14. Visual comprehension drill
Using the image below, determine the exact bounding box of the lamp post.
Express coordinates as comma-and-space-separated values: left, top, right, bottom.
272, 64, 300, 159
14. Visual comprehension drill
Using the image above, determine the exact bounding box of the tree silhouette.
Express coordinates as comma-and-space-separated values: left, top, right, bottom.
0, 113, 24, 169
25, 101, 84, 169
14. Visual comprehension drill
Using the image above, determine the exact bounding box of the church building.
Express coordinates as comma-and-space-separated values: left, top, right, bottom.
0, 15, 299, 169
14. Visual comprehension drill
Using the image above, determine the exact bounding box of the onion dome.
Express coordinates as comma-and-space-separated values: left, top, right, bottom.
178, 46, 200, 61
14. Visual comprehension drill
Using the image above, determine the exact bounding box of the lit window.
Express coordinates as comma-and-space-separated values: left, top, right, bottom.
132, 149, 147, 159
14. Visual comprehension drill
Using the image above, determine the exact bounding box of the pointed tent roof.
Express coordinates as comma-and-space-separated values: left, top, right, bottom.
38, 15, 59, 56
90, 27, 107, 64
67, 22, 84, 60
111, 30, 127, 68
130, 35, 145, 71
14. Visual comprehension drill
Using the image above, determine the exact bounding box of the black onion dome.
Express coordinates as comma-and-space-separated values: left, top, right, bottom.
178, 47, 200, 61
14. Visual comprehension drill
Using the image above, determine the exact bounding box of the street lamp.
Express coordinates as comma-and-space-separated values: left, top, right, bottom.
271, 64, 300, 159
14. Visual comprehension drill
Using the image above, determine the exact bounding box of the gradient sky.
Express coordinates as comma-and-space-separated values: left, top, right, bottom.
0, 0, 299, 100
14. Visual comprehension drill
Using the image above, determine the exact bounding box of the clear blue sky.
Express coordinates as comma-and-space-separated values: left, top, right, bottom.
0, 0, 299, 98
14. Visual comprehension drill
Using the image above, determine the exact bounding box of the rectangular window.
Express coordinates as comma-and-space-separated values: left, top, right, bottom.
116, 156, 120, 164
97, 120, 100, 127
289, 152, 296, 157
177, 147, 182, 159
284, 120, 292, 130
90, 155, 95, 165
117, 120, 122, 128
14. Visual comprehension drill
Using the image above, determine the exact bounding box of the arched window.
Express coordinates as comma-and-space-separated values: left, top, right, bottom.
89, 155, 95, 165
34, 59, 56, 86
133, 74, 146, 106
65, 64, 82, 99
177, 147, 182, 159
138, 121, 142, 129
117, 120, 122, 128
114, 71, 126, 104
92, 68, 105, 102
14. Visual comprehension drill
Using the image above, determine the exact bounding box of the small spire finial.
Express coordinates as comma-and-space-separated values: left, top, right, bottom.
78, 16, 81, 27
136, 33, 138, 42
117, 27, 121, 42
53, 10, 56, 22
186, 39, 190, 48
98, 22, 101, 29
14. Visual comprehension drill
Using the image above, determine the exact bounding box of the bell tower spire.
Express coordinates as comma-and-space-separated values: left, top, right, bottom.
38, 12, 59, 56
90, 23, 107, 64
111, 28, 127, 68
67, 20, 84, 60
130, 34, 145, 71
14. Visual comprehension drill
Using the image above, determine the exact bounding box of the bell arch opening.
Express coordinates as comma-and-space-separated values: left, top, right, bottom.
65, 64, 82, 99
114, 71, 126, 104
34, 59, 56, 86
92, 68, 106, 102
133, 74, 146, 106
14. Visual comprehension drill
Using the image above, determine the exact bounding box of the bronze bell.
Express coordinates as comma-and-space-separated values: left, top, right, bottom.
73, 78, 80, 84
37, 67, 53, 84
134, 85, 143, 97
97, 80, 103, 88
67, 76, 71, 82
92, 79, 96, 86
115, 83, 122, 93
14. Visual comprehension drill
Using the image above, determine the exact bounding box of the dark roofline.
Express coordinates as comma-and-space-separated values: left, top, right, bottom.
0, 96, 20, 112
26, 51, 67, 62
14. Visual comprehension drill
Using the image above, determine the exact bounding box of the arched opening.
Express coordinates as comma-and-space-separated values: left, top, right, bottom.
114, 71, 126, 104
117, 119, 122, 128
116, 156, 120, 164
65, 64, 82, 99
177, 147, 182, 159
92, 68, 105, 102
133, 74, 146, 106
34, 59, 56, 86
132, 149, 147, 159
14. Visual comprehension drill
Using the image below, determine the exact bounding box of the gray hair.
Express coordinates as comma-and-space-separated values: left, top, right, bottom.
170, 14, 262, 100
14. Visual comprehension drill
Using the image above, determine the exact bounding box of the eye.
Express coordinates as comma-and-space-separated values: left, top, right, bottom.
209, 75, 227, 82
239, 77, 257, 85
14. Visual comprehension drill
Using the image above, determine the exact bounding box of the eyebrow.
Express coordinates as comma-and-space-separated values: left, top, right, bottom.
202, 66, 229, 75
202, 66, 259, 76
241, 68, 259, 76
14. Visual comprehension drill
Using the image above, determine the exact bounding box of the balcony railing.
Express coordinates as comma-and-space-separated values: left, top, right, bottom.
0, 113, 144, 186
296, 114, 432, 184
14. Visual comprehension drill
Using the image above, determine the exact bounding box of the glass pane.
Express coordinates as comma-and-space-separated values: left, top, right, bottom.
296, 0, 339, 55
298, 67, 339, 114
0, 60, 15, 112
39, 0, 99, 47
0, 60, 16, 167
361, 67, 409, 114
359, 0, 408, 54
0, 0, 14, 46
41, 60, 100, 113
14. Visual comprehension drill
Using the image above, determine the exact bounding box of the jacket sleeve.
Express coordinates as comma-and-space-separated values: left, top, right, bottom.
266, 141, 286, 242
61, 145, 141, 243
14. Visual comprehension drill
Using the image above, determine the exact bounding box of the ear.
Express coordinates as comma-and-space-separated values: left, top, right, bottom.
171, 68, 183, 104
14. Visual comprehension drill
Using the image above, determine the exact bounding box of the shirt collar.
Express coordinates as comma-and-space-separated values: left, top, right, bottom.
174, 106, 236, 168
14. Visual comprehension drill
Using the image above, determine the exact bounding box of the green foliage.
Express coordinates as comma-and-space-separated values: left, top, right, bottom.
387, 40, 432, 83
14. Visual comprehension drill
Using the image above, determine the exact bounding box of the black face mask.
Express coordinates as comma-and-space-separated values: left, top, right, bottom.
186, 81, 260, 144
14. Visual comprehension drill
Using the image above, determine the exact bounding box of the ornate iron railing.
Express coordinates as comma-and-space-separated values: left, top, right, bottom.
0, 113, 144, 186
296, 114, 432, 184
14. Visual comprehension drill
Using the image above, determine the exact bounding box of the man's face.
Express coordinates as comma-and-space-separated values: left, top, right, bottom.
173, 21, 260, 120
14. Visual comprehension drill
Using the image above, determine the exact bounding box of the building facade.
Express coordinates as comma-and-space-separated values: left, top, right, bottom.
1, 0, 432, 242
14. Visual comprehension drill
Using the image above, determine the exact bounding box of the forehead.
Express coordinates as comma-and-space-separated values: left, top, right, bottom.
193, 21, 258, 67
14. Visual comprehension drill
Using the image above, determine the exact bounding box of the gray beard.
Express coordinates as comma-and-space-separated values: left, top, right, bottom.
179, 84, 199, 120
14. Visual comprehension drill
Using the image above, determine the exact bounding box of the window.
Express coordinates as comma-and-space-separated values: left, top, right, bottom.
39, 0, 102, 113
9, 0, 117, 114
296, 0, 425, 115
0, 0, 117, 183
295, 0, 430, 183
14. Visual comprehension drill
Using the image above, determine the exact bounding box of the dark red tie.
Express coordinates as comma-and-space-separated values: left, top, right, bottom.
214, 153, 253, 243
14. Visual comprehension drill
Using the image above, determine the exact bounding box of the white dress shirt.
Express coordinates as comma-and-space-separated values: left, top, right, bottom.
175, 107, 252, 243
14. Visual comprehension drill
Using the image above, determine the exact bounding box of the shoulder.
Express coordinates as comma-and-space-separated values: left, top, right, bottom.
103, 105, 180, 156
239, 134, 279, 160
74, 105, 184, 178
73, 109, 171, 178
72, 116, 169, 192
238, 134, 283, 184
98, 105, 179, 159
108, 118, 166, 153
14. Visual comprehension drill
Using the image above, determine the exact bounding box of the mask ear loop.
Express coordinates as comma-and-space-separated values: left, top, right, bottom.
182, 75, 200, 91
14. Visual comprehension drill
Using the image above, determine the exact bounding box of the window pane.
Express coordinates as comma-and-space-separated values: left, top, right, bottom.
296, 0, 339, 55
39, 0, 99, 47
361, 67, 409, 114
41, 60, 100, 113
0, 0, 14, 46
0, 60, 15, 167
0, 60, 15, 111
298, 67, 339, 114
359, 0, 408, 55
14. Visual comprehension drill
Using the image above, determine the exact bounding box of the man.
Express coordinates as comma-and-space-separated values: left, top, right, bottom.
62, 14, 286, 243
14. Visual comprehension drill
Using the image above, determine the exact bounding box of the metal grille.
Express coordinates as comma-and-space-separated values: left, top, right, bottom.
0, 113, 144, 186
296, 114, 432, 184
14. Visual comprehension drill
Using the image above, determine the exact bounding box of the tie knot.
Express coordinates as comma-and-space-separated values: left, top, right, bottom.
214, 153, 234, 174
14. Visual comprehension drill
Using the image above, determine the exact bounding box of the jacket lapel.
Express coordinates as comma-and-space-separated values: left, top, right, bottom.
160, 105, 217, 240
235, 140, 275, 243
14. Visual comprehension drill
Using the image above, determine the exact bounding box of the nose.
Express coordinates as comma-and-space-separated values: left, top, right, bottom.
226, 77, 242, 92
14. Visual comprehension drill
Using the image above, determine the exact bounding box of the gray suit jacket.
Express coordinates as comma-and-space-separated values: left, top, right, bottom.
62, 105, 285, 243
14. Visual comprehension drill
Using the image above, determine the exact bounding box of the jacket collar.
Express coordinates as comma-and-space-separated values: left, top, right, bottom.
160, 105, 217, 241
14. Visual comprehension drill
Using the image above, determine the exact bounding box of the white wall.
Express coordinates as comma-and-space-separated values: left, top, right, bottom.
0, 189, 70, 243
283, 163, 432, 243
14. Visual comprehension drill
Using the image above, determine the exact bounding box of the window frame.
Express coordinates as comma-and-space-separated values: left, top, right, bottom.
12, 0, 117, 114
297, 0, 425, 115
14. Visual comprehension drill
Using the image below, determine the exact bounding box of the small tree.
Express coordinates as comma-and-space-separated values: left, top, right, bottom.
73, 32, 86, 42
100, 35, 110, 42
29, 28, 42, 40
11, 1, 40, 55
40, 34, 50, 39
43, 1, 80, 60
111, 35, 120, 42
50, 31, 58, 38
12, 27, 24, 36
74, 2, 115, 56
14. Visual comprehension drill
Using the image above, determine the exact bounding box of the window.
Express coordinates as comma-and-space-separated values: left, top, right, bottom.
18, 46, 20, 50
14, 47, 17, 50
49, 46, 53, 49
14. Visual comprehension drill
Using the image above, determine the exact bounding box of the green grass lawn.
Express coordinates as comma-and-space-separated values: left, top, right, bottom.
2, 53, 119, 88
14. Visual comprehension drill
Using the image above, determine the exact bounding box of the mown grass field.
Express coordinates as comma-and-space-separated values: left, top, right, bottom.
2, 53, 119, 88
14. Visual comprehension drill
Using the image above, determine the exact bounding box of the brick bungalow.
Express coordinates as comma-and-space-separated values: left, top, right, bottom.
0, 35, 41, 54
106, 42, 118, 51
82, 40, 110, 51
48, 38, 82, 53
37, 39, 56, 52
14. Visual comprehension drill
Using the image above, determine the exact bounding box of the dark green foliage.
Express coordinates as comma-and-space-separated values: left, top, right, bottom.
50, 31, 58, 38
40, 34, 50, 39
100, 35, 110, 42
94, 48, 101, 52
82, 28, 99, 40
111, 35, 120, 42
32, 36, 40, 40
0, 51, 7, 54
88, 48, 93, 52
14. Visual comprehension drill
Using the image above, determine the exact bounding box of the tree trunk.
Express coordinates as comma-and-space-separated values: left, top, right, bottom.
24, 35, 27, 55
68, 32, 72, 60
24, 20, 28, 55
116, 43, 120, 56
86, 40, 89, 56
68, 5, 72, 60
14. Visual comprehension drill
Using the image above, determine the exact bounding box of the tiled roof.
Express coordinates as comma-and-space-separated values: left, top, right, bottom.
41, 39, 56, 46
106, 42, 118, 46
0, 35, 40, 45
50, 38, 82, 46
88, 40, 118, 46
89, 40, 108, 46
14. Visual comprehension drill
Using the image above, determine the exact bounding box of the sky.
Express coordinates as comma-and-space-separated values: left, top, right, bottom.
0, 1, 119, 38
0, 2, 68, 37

**WHAT IS REQUIRED**
Everything in the material above from the line that has "the balcony railing." through the line that has "the jacket sleeve." must be duplicated exactly, with no other lines given.

**TASK ANSWER**
Using the image above, determine the exact bounding box of the balcony railing.
Express coordinates as comma-and-space-separated values: left, top, right, bottom.
0, 113, 144, 186
296, 114, 432, 184
14. Visual comprehension drill
Using the image above, determine the exact bounding box of the glass pane.
Express coordinates as comma-and-space-separated values: left, top, right, bottom.
296, 0, 339, 55
298, 67, 339, 114
0, 60, 15, 112
39, 0, 99, 47
0, 60, 16, 167
361, 67, 409, 114
359, 0, 408, 54
0, 0, 14, 46
41, 60, 100, 113
14. Visual comprehension drill
Using the image above, determine the exact bounding box of the jacket sleeve.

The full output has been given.